== Page ==
——————————

On trouve bien des similitudes entre deux débats sociétaux majeurs actuels, celui qui anime ces derniers jours la sphère politico-médiatique : le mariage pour tous, et celui qui revient tel un serpent de mer depuis des lustres : le vote des personnes extra-communautaires aux élections locales. Pourtant, de prime abord, les deux thématiques paraissent peu liées : l’une porte sur le rapport que doit avoir notre République avec le couple et la famille, l’autre pose au fond la question de ce que l’on entend pas citoyenneté. Mais, à les examiner d'un peu plus près, on entrevoit quelques ressemblances.
Le conservatisme en commun
Politiquement, les deux questions divisent les Français(es) et les mesures sont, malgré des électrons libres des deux côtés (certainement plus s'y avait moins de consignes de vote), défendues par les diverses gauches et pourfendues par les droites plus ou moins extrêmes. On constate surtout, dans les deux cas, des relents chrétiens parmi le camp du non. Elle est évidente dans le débat sur le mariage pour tous, et c'est même frappant à quel point la droite chrétienne (et notamment la plus extrémiste : Civitas) a pris le leadership de l'opposition à la loi. Mais elle est présente également, de façon plus dissimulée, dans le débat sur le droit de vote des étranger(e)s aux élections locales : en effet, les arguments et peurs brandies (cantine halal, risque de communautarisme...) montrent que par étranger(e)s, les opposant(e)s comprennent musulman(e)s (erreur n°1: nombre d'extra-communautaires viennent d'Asie - je puis témoigner, j'habite le quartier asiatique de Paris, même si beaucoup sont naturalisé(e)s -, d'Europe hors-UE, d'Afrique chrétienne, et nombre de musulman(e)s en France sont français(es)), et ces mêmes opposant(e)s, souvent par musulman(e)s entendent islamistes (grossière erreur n°2). Ainsi, la laïcité menacée que l'extrême droite et la droite qui la suit invoquent, me semble être une laïcité bien chrétienne. Par exemple, Marine Le Pen n'aime pas les prières de rue. A-t-elle condamné pour autant celle de Civitas devant l'Assemblée Nationale à l'occasion du vote sur le mariage ? La présence en filigrane de la tradition chrétienne (du moins son aile conservatrice) n'est ici pas anecdotique.

——————————

== Lignes ==
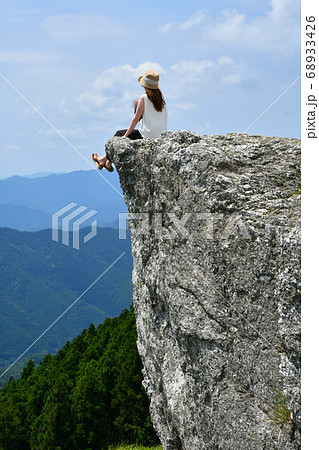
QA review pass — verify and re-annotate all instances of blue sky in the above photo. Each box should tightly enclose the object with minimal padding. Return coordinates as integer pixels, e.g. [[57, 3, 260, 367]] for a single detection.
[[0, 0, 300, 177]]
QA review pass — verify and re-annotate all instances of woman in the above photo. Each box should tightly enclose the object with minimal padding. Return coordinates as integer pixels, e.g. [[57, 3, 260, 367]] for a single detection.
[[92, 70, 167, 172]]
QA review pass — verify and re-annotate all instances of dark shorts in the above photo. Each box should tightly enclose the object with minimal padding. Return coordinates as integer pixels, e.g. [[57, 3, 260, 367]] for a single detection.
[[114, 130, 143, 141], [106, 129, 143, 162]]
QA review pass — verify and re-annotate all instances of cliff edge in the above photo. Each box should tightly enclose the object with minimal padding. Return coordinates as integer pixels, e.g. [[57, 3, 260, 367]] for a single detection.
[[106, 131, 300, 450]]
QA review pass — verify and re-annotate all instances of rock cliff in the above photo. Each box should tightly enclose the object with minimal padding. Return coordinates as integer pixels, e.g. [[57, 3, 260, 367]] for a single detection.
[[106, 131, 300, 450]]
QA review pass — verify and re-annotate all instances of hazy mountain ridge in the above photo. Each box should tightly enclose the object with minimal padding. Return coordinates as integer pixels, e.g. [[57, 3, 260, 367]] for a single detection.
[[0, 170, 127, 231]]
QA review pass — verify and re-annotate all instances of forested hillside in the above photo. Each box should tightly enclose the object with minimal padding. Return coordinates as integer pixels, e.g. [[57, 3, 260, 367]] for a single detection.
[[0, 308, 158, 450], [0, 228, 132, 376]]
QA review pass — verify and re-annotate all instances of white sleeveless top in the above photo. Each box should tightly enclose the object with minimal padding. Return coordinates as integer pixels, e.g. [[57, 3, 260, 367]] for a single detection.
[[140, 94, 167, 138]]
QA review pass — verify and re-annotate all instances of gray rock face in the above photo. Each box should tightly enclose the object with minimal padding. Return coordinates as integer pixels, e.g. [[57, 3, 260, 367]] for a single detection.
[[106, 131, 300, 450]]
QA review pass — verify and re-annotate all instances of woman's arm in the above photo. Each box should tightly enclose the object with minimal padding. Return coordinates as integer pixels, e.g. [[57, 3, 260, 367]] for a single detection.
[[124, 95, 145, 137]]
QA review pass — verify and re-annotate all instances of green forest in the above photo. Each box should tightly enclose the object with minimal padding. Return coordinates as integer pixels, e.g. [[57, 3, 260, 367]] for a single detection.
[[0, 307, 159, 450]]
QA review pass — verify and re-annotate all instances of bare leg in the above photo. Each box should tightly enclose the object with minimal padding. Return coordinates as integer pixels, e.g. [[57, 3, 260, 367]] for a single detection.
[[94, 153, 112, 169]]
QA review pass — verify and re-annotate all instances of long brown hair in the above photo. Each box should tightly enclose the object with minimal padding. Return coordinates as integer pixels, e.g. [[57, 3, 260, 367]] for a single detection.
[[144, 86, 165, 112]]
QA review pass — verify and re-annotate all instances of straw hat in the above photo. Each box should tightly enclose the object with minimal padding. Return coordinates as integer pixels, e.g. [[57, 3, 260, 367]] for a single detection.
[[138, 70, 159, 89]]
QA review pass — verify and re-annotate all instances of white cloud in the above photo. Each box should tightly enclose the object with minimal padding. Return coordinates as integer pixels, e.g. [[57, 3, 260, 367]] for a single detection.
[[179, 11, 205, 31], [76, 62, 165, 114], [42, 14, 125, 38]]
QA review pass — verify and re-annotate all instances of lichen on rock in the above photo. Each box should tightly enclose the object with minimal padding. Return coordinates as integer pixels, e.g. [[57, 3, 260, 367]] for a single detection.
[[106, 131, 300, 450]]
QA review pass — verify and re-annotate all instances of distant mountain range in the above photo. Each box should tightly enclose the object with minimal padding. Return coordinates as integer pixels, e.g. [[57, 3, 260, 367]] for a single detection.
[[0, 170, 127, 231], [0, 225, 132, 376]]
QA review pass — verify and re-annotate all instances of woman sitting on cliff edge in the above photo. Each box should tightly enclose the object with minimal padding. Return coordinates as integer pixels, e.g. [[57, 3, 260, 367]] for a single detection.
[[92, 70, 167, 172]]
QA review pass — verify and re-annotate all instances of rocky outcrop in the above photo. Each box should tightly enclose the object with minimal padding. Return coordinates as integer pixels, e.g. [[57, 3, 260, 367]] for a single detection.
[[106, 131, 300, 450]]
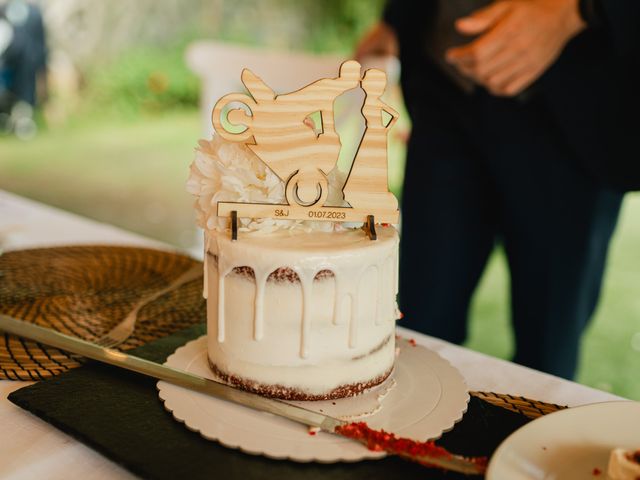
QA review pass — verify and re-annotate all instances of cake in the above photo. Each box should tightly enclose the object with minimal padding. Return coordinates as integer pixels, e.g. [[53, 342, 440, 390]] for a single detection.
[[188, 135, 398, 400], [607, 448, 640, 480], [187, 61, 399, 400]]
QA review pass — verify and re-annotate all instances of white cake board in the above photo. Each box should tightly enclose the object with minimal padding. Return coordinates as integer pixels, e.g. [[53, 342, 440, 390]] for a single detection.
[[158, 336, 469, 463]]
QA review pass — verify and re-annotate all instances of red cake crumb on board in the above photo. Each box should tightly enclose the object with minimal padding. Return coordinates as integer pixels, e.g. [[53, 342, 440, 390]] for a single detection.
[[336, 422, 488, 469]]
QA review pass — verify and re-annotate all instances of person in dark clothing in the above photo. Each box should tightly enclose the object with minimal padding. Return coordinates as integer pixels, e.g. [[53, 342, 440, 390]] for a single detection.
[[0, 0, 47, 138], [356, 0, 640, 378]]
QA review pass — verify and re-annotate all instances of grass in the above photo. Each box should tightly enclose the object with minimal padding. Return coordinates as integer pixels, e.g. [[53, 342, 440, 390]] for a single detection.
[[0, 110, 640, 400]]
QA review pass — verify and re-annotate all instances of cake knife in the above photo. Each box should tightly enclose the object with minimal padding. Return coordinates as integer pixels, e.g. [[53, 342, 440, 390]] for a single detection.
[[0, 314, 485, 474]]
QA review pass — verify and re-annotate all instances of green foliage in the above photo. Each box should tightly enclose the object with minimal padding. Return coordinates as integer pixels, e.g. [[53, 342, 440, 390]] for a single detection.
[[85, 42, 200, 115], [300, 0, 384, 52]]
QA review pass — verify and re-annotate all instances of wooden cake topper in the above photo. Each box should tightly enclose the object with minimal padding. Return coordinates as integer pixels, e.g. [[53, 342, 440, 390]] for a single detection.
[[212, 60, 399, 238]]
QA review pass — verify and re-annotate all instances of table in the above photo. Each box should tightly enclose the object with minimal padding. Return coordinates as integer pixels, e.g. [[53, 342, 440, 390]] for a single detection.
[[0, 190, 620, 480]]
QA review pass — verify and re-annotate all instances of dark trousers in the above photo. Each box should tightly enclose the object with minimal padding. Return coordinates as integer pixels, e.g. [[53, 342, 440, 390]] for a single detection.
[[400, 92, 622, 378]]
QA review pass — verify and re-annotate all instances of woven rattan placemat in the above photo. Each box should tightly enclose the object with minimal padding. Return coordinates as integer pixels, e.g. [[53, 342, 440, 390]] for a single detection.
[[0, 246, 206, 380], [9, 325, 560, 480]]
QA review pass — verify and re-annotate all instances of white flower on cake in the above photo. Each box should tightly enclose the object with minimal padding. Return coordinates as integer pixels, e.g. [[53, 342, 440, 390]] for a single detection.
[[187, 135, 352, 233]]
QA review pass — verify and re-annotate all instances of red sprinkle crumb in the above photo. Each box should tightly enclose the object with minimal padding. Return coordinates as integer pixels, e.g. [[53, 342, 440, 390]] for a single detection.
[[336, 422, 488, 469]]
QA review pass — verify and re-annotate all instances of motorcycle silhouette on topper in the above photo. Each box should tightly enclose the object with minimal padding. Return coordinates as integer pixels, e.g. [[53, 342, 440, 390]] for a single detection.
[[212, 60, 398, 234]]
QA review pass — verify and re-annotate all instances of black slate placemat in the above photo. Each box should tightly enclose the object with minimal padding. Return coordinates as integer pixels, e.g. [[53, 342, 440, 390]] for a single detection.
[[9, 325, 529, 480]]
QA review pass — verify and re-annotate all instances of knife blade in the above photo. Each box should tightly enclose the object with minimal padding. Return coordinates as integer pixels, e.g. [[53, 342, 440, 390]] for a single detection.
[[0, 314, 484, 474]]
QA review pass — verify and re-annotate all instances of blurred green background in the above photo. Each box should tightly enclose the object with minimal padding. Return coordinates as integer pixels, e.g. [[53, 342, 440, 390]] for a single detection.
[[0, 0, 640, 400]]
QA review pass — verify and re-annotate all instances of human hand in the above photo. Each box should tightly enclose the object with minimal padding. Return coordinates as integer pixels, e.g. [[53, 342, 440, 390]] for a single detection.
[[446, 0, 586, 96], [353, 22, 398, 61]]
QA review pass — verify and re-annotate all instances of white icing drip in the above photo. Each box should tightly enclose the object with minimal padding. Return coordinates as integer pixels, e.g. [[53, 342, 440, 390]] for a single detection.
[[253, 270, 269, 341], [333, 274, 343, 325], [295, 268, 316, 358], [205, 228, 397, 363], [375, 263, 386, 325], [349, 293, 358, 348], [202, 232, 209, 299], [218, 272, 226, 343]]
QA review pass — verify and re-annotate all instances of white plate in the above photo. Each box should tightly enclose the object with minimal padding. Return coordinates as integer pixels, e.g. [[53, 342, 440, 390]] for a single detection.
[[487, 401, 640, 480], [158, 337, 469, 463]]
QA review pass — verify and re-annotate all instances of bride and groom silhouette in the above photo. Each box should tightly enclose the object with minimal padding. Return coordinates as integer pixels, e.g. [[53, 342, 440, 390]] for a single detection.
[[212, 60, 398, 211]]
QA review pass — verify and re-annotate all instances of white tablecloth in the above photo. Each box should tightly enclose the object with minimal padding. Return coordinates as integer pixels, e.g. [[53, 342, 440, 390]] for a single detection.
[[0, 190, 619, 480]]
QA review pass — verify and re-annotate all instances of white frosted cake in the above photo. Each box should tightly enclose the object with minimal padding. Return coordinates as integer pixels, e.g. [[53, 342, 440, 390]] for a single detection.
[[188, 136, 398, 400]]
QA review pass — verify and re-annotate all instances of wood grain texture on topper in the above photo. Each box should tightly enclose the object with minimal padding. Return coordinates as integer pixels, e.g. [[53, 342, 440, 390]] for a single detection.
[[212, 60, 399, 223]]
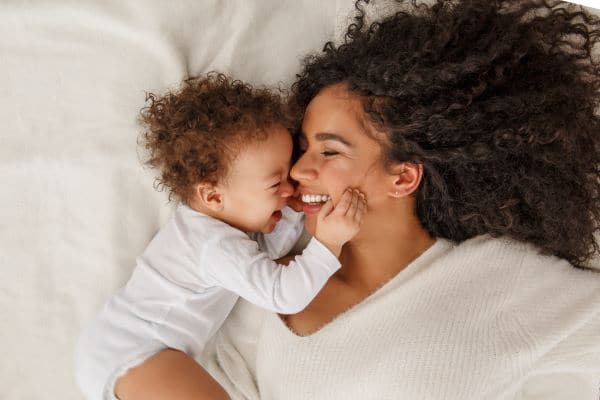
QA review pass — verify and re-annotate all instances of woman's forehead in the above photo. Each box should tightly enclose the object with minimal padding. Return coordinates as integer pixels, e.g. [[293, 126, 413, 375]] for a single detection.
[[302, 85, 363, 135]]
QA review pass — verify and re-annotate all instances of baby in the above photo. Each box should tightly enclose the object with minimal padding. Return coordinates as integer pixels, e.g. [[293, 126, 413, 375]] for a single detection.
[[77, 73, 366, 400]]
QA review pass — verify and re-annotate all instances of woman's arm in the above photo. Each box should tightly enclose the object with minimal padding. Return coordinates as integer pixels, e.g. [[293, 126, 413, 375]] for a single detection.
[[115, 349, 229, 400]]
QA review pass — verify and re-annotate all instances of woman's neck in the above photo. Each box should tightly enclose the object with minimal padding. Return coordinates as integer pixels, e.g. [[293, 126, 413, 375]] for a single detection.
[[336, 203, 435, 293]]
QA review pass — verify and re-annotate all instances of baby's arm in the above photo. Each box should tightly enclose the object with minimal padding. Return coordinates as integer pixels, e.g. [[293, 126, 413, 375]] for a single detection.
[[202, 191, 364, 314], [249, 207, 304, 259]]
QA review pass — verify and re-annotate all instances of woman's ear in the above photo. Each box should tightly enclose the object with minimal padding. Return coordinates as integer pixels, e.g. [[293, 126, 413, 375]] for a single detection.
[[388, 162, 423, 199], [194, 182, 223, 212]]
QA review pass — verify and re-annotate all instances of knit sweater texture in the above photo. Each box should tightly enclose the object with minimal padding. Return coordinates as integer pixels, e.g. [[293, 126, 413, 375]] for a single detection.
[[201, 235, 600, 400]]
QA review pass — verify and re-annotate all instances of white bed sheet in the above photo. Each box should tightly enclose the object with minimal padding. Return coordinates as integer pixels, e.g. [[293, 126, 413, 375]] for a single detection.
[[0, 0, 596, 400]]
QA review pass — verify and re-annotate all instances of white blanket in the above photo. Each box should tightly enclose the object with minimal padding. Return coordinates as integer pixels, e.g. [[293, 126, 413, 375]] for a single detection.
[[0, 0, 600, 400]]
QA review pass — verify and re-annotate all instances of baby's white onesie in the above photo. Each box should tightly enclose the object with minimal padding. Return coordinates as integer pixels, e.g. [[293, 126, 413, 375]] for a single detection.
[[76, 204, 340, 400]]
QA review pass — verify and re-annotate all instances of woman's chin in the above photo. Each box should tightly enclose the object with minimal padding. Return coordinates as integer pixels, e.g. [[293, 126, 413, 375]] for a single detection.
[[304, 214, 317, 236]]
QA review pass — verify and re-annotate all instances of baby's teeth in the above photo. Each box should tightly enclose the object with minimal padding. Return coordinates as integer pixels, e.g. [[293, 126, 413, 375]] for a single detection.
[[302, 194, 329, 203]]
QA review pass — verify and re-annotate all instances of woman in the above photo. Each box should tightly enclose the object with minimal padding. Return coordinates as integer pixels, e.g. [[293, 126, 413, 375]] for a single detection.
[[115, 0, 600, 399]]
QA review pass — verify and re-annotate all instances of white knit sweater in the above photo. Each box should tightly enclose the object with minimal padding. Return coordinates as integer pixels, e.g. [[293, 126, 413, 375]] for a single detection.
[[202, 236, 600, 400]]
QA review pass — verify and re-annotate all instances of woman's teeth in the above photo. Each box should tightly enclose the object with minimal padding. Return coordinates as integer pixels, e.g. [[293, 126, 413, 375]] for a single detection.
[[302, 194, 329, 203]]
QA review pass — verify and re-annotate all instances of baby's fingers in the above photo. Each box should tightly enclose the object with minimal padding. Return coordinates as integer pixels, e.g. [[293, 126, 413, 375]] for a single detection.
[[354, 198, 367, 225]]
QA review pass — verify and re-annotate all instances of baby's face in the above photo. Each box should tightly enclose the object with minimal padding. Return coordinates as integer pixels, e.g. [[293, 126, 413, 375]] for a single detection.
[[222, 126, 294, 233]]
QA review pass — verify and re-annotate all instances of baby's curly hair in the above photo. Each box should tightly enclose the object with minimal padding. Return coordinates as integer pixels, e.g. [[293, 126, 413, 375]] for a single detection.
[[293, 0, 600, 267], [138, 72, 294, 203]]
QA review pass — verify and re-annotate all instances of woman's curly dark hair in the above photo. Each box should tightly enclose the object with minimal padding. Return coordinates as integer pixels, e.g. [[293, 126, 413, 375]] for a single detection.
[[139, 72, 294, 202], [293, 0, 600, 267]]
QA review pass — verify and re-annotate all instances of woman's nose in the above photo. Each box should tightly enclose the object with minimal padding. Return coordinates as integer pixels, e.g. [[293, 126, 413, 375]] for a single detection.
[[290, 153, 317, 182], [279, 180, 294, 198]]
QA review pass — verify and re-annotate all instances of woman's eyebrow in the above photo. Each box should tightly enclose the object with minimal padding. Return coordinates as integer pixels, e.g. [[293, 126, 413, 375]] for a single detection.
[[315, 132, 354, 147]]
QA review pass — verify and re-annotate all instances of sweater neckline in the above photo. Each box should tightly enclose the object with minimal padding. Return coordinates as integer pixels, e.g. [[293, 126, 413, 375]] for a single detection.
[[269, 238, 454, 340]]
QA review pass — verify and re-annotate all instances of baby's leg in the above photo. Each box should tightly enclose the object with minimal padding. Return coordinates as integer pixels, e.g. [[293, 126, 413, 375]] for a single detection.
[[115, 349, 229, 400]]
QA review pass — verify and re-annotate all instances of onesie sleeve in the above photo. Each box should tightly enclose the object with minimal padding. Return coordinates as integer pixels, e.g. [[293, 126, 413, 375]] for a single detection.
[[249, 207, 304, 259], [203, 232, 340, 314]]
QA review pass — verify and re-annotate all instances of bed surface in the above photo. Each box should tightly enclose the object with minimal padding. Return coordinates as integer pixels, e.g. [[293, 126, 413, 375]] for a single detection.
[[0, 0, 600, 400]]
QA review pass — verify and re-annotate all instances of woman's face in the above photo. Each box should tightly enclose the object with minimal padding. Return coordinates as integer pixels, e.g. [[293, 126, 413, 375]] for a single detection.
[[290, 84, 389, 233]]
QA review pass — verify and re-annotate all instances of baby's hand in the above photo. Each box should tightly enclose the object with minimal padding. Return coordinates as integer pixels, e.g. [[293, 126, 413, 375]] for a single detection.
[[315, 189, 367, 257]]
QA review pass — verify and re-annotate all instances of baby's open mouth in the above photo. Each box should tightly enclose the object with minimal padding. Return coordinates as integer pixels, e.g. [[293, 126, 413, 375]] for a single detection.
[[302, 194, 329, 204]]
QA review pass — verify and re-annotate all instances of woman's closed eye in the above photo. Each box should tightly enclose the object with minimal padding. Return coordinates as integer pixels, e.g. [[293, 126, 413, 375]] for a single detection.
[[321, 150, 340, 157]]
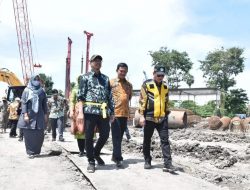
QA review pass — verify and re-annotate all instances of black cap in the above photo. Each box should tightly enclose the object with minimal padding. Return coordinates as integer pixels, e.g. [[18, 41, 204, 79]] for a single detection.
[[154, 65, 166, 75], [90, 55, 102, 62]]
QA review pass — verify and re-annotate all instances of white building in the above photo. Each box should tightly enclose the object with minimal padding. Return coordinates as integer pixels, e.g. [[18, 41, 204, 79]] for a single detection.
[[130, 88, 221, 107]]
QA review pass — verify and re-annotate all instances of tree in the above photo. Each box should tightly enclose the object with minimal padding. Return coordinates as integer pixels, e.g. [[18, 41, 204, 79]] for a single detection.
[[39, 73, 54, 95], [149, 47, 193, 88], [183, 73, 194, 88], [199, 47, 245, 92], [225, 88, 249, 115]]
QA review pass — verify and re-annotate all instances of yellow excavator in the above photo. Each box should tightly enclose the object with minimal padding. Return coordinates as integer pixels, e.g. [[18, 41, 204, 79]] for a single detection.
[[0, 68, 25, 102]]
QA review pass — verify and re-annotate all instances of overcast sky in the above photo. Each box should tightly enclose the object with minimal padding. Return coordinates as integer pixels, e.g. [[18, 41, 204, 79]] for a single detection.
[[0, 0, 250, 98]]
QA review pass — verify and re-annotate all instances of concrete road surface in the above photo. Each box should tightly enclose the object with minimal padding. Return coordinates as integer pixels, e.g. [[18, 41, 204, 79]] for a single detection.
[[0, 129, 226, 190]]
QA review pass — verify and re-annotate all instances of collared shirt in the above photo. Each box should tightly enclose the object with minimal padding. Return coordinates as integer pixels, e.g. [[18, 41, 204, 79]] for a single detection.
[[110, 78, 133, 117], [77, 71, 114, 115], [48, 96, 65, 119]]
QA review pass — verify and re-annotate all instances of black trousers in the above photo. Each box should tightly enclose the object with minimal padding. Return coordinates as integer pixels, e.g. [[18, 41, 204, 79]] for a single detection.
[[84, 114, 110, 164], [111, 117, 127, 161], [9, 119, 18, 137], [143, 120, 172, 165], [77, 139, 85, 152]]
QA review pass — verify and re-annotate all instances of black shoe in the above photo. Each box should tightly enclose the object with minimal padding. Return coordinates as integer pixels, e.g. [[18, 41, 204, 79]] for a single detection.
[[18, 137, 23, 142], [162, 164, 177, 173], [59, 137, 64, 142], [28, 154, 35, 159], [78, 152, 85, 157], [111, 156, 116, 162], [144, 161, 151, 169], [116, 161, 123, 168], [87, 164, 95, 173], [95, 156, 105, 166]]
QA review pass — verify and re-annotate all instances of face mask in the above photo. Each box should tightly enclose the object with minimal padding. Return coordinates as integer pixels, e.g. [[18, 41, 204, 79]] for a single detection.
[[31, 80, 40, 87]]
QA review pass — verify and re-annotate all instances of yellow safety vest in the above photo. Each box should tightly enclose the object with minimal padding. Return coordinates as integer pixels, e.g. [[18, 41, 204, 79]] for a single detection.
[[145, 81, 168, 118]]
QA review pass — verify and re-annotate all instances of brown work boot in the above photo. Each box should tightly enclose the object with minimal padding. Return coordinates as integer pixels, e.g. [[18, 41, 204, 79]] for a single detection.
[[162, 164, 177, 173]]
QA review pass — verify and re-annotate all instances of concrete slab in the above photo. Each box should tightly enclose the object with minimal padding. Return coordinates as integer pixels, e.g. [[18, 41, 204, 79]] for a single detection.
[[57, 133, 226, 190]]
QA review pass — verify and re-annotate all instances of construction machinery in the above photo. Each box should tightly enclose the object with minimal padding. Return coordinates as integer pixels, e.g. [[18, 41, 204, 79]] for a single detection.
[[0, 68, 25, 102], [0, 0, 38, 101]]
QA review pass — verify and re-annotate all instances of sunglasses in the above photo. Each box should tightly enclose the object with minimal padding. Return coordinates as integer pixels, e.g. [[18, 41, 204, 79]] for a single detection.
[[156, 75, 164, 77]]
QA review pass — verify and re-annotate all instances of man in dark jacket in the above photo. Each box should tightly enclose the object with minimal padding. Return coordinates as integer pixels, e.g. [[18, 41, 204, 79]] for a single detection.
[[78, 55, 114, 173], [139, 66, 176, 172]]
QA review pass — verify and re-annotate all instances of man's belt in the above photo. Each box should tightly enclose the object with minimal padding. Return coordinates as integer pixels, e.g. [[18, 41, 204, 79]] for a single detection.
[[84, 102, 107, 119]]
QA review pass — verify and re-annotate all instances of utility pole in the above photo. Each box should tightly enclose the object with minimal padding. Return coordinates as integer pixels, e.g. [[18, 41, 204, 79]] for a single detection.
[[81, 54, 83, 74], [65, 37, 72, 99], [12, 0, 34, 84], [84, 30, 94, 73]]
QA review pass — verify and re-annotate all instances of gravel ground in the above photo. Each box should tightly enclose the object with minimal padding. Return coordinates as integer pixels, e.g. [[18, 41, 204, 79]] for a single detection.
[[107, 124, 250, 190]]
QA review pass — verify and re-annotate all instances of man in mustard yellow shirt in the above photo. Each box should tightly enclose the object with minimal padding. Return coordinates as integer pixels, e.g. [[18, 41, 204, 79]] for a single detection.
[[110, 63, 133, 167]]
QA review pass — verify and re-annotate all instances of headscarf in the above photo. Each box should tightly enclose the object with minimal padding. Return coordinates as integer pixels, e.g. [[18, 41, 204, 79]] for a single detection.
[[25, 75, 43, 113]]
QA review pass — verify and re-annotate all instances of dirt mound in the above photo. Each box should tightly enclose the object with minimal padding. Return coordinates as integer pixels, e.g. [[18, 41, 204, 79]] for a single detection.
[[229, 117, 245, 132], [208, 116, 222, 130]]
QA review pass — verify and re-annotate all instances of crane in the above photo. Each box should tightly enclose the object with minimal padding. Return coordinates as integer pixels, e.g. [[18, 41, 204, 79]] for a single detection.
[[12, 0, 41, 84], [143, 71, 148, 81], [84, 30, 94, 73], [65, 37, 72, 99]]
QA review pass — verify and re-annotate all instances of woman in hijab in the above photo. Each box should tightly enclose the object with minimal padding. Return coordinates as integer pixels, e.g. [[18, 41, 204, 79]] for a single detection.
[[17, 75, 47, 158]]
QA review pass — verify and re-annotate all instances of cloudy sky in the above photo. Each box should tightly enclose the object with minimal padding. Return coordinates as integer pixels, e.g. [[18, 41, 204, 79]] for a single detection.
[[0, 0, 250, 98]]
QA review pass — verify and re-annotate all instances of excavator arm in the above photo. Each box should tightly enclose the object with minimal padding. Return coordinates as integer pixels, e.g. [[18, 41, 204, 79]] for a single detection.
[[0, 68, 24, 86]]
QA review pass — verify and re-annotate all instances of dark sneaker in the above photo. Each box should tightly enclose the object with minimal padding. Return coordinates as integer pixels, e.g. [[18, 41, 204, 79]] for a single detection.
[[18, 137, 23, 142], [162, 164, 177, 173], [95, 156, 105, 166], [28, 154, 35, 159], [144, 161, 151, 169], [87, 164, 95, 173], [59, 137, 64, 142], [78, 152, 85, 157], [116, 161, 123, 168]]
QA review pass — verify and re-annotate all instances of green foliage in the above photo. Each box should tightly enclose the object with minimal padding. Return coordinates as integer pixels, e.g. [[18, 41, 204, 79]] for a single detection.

——————————

== Exercice court 1 ==
Transcrivez le passage de la page qui commence à « On trouve bien » et se termine à « entrevoit quelques ressemblances. ».
== Exercice court 2 ==
Résumez sous forme de liste le paragraphe de la page qui débute par « Politiquement, les deux questions divisent », en conservant ses faits principaux.
== Exercice court 3 ==
D'après la page, quelle composante de la droite chrétienne est désignée comme la plus extrémiste ?

== Résultat 1 ==
On trouve bien des similitudes entre deux débats sociétaux majeurs actuels, celui qui anime ces derniers jours la sphère politico-médiatique : le mariage pour tous, et celui qui revient tel un serpent de mer depuis des lustres : le vote des personnes extra-communautaires aux élections locales. Pourtant, de prime abord, les deux thématiques paraissent peu liées : l’une porte sur le rapport que doit avoir notre République avec le couple et la famille, l’autre pose au fond la question de ce que l’on entend pas citoyenneté. Mais, à les examiner d'un peu plus près, on entrevoit quelques ressemblances.

== Résultat 2 ==
- Les deux questions divisent les Français. Malgré quelques électrons libres, les gauches défendent les mesures et les droites plus ou moins extrêmes les combattent.
- Dans les deux cas, le camp du non présente des relents chrétiens.
- C'est évident pour le mariage pour tous : la droite chrétienne, notamment Civitas, a pris la tête de l'opposition à la loi.
- C'est plus dissimulé pour le vote des étrangers aux élections locales. Les opposants assimilent les étrangers aux musulmans, puis les musulmans aux islamistes, ce que le texte présente comme deux erreurs.
- Le texte rappelle que beaucoup d'extra-communautaires viennent d'Asie, d'Europe hors UE ou d'Afrique chrétienne, et que de nombreux musulmans de France sont français.
- La laïcité menacée qu'invoquent l'extrême droite et la droite qui la suit semble donc une laïcité chrétienne.
- Le texte demande si Marine Le Pen, hostile aux prières de rue, a condamné celle de Civitas devant l'Assemblée nationale lors du vote sur le mariage.
- La présence de la tradition chrétienne conservatrice n'est pas anecdotique.

== Résultat 3 ==
Civitas.